Saved entries:
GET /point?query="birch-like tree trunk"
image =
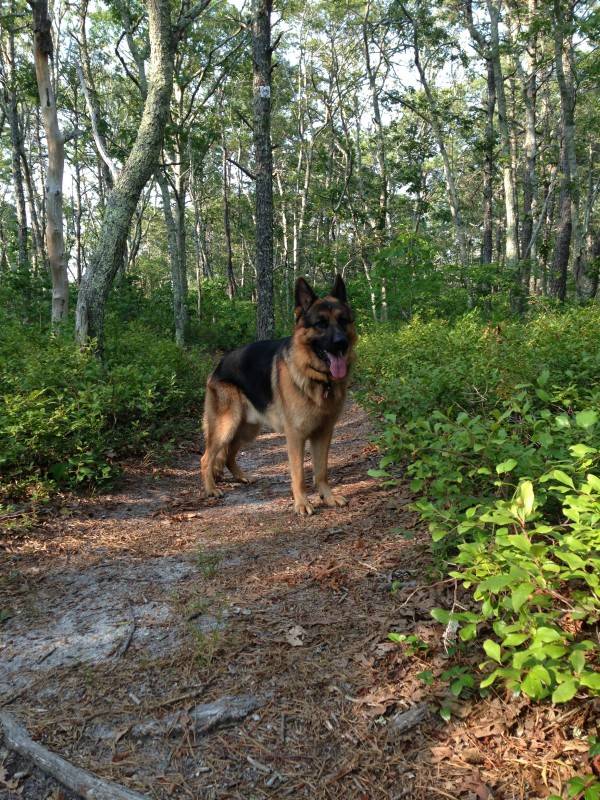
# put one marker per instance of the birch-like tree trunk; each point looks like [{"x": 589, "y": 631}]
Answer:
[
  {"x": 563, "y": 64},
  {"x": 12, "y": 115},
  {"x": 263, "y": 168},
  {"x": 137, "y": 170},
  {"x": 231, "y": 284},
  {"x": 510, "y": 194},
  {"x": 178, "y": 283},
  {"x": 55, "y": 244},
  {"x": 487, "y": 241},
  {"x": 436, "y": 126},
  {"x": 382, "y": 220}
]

---

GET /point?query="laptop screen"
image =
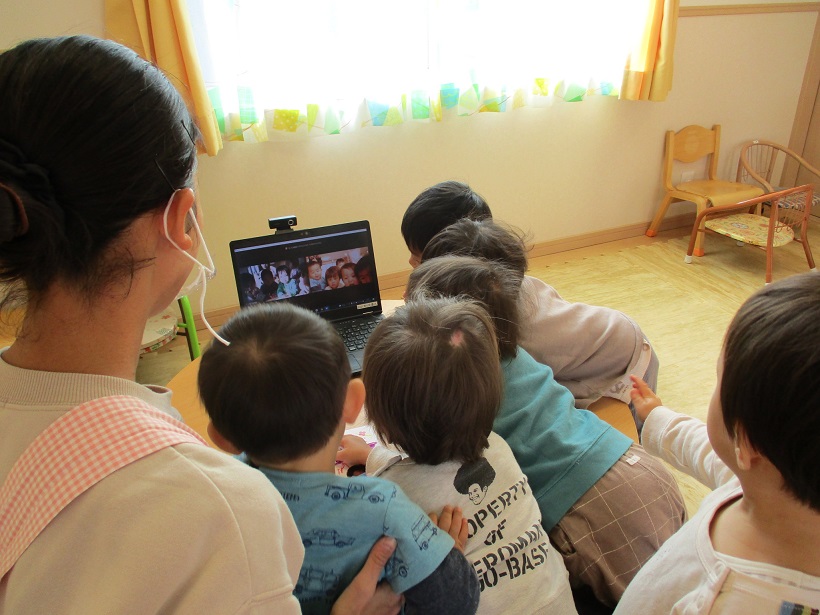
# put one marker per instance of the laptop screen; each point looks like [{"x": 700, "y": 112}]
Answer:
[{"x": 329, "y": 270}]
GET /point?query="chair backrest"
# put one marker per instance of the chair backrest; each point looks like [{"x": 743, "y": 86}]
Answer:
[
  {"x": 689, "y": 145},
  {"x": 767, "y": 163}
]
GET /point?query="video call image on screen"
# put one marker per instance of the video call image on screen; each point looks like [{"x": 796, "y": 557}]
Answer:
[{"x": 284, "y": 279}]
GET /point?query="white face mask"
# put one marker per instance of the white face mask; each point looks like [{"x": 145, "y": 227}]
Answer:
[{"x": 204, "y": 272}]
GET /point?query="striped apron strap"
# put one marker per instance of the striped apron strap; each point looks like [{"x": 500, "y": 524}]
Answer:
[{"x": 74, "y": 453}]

◆ WHAT THIS TASK INVOLVES:
Could you count the lines in the entries that hold the word "tree"? Only the number is wanted.

◆ ANSWER AREA:
2